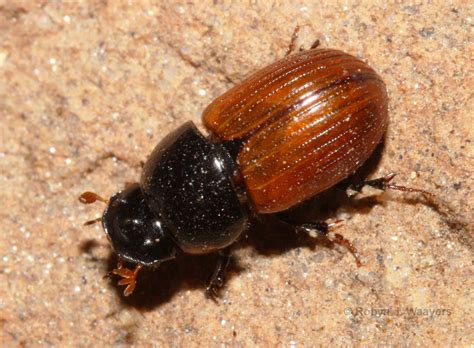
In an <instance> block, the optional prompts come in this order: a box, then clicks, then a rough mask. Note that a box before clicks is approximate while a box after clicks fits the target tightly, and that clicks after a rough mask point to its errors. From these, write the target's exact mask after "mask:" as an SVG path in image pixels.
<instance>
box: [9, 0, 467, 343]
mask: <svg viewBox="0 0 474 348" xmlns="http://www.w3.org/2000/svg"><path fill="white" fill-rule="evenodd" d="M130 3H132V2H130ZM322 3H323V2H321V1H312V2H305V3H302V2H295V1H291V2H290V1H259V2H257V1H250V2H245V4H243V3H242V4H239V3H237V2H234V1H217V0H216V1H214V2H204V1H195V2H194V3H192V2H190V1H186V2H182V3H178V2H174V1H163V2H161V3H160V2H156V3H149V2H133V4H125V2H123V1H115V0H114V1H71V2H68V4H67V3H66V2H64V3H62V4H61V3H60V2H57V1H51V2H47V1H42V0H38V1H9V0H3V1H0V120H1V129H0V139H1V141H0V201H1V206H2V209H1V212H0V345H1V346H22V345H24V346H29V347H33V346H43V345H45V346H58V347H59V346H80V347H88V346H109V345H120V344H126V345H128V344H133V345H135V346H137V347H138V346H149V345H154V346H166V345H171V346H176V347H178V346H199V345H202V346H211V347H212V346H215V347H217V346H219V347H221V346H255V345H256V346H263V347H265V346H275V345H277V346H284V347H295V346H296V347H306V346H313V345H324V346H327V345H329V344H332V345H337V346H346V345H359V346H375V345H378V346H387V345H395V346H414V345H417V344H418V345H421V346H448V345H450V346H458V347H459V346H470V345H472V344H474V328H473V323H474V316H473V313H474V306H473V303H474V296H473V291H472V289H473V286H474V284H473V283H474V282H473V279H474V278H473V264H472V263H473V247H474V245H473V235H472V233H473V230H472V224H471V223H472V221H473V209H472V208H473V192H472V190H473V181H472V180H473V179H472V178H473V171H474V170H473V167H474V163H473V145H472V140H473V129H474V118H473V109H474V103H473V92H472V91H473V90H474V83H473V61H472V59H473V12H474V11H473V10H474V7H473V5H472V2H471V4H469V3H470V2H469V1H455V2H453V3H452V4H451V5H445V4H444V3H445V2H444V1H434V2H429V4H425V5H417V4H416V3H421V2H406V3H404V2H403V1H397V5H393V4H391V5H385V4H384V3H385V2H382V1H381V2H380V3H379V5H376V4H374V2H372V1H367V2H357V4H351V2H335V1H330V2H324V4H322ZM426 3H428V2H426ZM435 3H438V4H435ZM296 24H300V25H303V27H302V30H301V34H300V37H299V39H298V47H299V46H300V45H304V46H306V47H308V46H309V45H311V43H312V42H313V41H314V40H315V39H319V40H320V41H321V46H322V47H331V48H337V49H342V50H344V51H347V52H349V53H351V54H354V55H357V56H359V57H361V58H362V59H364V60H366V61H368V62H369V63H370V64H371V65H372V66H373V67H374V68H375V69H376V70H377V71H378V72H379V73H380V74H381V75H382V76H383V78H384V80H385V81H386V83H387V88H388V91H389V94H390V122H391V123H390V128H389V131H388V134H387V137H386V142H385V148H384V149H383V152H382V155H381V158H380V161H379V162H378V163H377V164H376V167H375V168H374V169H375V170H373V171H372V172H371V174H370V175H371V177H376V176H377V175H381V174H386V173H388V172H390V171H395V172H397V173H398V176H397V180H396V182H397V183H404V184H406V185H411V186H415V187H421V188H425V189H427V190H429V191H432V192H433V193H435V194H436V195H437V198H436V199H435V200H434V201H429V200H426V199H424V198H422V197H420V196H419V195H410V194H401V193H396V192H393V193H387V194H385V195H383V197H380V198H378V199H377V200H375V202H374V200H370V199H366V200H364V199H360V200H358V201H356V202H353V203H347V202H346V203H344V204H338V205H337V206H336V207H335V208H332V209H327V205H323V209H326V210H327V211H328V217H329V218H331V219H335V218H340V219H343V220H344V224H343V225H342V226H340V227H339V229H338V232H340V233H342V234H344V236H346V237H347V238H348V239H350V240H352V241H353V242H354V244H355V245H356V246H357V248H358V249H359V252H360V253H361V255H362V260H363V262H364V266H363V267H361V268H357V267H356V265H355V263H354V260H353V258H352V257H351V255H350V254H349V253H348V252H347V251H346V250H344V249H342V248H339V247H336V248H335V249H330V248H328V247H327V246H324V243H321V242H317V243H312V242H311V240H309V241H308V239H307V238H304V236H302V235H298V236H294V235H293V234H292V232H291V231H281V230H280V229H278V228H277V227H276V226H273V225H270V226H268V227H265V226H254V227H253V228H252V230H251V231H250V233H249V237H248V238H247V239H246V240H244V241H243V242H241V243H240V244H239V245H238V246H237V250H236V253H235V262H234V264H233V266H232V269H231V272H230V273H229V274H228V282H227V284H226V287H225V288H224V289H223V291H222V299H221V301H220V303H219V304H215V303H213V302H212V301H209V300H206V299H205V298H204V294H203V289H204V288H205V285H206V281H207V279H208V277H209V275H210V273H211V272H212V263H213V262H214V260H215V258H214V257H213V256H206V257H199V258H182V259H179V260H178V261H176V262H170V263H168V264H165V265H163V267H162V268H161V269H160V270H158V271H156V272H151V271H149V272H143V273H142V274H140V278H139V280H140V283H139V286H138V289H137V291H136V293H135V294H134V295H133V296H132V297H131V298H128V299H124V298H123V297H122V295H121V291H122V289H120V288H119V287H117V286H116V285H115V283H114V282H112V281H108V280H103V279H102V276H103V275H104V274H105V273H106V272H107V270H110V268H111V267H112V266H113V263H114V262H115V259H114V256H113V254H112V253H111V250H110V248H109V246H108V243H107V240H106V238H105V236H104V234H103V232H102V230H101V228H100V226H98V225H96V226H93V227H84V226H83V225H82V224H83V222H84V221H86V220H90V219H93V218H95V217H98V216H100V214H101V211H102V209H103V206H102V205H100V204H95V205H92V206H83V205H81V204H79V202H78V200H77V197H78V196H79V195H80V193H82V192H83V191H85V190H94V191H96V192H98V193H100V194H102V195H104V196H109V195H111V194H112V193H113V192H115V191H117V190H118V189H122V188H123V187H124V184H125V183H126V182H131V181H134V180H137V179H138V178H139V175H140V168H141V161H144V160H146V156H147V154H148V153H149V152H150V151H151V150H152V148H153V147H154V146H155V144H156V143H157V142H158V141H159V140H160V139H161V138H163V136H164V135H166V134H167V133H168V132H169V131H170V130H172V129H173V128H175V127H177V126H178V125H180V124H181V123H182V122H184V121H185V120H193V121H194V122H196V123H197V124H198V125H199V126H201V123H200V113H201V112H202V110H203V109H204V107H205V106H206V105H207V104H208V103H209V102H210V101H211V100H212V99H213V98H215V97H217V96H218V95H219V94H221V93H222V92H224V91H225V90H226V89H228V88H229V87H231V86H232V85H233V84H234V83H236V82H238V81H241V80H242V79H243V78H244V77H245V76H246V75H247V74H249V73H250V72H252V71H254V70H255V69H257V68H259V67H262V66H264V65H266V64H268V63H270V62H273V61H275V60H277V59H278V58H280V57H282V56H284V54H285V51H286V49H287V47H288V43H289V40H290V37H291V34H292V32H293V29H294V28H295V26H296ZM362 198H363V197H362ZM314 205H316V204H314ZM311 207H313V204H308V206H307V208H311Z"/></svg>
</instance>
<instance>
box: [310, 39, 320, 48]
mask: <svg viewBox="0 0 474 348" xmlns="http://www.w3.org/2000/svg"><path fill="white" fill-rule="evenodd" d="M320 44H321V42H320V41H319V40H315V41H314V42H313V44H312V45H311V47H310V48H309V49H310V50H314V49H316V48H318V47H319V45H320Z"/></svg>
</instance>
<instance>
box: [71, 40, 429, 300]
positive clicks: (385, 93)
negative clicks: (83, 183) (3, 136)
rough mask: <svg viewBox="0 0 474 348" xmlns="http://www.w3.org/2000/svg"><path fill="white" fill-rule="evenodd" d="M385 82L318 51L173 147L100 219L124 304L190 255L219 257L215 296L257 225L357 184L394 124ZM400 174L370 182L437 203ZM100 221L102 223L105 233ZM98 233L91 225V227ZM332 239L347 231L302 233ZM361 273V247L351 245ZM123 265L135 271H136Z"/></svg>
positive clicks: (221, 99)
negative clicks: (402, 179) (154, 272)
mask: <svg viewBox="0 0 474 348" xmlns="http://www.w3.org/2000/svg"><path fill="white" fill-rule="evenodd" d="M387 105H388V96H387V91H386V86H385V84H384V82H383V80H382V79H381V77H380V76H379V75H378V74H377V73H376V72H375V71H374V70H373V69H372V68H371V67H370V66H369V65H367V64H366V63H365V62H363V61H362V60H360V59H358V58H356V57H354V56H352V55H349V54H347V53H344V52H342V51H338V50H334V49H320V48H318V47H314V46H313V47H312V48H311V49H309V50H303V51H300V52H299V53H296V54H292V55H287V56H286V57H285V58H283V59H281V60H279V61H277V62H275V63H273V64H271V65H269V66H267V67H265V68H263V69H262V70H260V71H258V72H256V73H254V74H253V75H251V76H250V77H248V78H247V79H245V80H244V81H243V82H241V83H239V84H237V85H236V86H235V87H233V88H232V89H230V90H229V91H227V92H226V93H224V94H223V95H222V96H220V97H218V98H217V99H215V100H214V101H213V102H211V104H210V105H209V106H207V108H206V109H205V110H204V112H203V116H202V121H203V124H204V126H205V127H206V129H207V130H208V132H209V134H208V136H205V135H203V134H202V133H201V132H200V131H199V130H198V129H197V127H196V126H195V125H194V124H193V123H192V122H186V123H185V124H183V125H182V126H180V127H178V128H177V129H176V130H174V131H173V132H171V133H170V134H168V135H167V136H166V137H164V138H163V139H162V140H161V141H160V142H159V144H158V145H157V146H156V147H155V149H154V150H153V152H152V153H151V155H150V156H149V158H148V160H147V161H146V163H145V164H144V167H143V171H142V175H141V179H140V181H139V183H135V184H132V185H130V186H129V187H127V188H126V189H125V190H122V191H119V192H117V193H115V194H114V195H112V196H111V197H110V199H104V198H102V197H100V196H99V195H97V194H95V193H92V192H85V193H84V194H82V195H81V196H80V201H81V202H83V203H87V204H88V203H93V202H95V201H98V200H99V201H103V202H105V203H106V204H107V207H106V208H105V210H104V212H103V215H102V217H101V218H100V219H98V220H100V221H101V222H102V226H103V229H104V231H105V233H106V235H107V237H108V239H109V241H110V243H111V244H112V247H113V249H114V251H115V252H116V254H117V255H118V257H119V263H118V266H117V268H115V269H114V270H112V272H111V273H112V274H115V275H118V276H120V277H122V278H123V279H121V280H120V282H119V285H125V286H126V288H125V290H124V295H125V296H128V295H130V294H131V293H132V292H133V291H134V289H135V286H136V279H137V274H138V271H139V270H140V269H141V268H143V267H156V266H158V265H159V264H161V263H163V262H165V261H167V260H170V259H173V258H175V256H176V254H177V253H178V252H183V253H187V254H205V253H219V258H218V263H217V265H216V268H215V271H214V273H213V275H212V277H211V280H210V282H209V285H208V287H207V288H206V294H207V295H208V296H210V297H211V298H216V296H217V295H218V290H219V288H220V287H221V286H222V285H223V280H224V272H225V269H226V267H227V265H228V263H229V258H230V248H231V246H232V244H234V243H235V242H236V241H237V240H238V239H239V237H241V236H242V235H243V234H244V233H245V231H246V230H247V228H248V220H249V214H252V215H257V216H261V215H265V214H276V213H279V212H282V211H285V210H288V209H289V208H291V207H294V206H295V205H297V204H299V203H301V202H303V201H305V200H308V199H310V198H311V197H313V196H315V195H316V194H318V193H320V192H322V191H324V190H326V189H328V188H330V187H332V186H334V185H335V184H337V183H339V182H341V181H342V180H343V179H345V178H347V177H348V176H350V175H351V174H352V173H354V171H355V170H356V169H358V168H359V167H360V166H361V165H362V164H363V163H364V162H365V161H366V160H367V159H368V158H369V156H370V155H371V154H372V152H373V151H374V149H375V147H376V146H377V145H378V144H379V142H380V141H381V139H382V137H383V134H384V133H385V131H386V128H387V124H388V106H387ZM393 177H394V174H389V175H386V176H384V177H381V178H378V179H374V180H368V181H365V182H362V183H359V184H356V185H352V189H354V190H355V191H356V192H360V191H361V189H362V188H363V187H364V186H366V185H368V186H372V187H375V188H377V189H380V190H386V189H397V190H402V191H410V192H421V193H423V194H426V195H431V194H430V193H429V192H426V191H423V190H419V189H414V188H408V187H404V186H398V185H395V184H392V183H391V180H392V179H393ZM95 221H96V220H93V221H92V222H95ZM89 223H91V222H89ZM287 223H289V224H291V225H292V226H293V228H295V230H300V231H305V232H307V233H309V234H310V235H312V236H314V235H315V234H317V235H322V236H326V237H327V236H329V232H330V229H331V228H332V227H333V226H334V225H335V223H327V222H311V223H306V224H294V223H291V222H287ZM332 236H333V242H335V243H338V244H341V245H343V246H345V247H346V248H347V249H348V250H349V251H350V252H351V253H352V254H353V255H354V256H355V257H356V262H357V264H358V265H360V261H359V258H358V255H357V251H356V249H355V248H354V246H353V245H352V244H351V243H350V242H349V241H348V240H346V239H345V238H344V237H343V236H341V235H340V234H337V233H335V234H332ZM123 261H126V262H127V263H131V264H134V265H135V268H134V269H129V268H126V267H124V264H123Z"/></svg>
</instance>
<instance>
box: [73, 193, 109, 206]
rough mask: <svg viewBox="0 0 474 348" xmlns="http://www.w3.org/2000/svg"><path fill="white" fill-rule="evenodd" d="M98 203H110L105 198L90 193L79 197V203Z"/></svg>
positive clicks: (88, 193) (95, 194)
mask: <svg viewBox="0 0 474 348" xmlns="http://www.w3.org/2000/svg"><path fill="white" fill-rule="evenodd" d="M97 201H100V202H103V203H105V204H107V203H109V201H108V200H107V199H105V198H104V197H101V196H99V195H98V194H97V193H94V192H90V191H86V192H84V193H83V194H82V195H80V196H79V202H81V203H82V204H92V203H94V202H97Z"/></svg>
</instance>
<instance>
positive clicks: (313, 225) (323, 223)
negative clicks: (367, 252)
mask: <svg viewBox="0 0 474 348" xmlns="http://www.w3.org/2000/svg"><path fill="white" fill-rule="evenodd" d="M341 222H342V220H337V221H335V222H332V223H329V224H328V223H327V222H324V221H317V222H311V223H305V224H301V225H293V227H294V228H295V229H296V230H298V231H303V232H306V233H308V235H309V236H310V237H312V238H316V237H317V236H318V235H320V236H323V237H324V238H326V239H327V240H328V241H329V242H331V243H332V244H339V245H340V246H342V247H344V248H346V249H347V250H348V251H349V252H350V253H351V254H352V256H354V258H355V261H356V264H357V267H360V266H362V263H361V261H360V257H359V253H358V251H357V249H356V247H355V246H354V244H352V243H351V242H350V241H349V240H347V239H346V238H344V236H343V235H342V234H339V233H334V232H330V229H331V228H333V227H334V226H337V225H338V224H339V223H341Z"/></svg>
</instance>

--

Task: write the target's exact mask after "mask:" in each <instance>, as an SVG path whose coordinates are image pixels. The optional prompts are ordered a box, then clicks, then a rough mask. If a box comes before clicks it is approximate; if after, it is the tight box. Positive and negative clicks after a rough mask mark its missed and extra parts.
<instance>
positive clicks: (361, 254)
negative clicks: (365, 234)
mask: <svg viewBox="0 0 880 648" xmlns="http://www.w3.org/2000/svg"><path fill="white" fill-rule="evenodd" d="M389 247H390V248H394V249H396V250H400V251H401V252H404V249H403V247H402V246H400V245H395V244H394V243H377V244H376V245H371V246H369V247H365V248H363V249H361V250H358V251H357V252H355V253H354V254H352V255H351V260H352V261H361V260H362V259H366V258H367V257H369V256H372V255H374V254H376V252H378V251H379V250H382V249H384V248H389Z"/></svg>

==

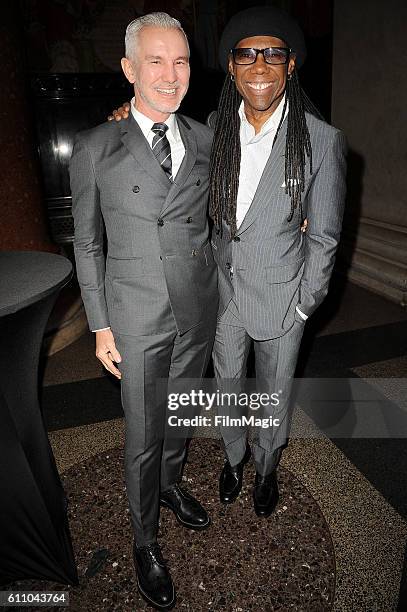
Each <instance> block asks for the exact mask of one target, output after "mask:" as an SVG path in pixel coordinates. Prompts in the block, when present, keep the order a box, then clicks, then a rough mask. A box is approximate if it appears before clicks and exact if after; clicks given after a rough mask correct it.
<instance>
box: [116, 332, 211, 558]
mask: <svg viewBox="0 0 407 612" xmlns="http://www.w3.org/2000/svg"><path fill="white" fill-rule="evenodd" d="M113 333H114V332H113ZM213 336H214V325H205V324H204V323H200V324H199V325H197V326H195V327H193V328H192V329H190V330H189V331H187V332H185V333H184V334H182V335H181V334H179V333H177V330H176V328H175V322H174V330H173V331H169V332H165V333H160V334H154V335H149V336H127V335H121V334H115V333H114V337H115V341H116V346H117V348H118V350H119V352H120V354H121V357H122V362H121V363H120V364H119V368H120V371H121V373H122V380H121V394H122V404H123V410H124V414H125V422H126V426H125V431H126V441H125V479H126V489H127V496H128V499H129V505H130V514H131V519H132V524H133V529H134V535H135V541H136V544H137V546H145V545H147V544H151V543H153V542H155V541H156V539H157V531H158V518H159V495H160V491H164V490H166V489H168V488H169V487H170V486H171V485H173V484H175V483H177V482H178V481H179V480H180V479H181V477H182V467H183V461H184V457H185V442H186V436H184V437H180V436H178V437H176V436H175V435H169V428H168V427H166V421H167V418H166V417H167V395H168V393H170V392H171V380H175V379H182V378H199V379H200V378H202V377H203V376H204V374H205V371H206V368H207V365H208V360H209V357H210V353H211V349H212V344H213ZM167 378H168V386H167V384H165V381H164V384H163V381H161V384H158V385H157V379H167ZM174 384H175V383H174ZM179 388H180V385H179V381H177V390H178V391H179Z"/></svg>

**What is expected**. Copy each line of the preceding material that contains "optional".

**Finished exercise**.
In an <instance> block, the optional prompts come in this order: a box, then clicks, then a rough mask. Note that a box before clicks is approximate while a box after clicks fits the target tightly, and that clicks after a rough mask point to its errors. From these, write the target's exact mask after "mask:" as an SVG path in image pixels.
Task: write the target's exact mask after "mask:" in each <instance>, as an SVG path whose coordinates are image pixels. The optional prompts are ordered a box, then clicks, then a rough mask. If a box comes before clicks it is approximate; if after, it is the tight box. Positive and negative clicks after a rough mask mark its missed and extra parts.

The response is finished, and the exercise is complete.